WORK TO BE COMPLETED: Reproduce the records verbatim, starting at the line that contains "Target: underwater camera" and continuing through the final line of the records, with both of those lines included.
++++ GIVEN DATA
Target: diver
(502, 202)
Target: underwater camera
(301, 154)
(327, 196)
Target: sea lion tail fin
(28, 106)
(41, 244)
++++++++
EXERCISE ANSWER:
Target: underwater camera
(301, 154)
(327, 196)
Target: sea lion tail fin
(28, 106)
(41, 244)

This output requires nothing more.